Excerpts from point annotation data
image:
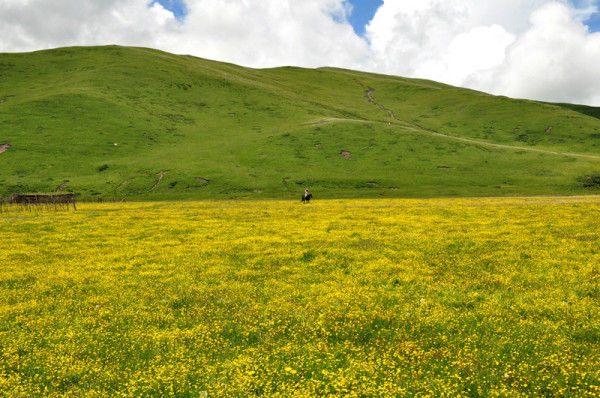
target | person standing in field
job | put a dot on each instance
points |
(306, 197)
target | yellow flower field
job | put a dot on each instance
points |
(360, 298)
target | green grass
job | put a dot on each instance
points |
(269, 133)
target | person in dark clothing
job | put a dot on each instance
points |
(307, 196)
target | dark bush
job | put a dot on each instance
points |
(590, 181)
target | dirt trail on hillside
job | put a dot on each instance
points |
(160, 175)
(369, 95)
(423, 130)
(326, 120)
(121, 185)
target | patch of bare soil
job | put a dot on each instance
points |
(62, 186)
(160, 175)
(121, 185)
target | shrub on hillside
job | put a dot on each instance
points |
(590, 181)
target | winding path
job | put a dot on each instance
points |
(423, 130)
(369, 95)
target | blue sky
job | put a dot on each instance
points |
(362, 12)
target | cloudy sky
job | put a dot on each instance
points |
(539, 49)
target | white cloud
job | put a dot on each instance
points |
(535, 49)
(253, 33)
(556, 60)
(527, 48)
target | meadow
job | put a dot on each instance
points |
(361, 298)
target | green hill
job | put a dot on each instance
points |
(118, 122)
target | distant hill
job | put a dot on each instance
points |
(135, 123)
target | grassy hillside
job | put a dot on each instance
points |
(118, 122)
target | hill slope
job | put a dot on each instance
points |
(119, 122)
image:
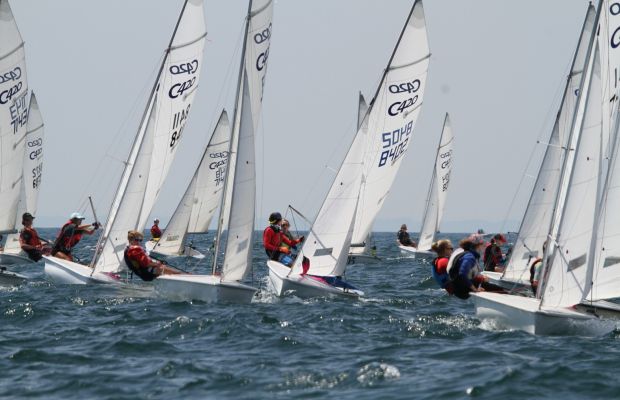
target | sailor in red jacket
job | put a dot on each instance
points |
(140, 263)
(272, 237)
(155, 231)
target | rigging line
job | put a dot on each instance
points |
(228, 80)
(116, 140)
(344, 139)
(543, 130)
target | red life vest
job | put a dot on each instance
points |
(66, 240)
(30, 237)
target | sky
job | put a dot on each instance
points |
(497, 66)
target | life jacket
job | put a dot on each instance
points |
(442, 279)
(65, 241)
(454, 265)
(30, 237)
(146, 274)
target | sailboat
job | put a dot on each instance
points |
(366, 174)
(437, 194)
(539, 212)
(30, 183)
(151, 155)
(13, 125)
(237, 210)
(576, 261)
(201, 198)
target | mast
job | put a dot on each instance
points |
(234, 138)
(432, 184)
(576, 127)
(135, 147)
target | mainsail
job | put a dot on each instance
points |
(393, 113)
(570, 260)
(203, 194)
(367, 172)
(157, 139)
(539, 212)
(32, 172)
(13, 115)
(438, 189)
(241, 174)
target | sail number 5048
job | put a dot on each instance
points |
(395, 143)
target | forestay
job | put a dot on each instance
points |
(393, 113)
(606, 264)
(327, 243)
(362, 123)
(32, 171)
(539, 212)
(158, 136)
(438, 190)
(568, 266)
(202, 196)
(13, 115)
(238, 253)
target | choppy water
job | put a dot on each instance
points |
(406, 339)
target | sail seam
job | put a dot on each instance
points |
(187, 43)
(392, 68)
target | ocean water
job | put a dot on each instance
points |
(405, 340)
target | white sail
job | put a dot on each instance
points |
(327, 243)
(362, 123)
(240, 216)
(202, 196)
(606, 264)
(157, 139)
(13, 115)
(33, 158)
(568, 267)
(538, 215)
(438, 190)
(392, 117)
(32, 172)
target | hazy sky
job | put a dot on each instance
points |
(498, 67)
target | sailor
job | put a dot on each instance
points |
(29, 240)
(464, 271)
(403, 238)
(273, 237)
(443, 248)
(155, 231)
(140, 263)
(493, 256)
(70, 234)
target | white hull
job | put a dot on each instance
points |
(14, 259)
(8, 278)
(207, 288)
(362, 258)
(187, 252)
(64, 272)
(413, 251)
(303, 286)
(525, 314)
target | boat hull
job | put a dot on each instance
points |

Problem description -> Write out verbatim the part of the listing above that begins with the line containing "target | boat hull" and runs through the end of the listing, including both ends.

Answer in full ->
target | boat hull
job | put a dot on each instance
points |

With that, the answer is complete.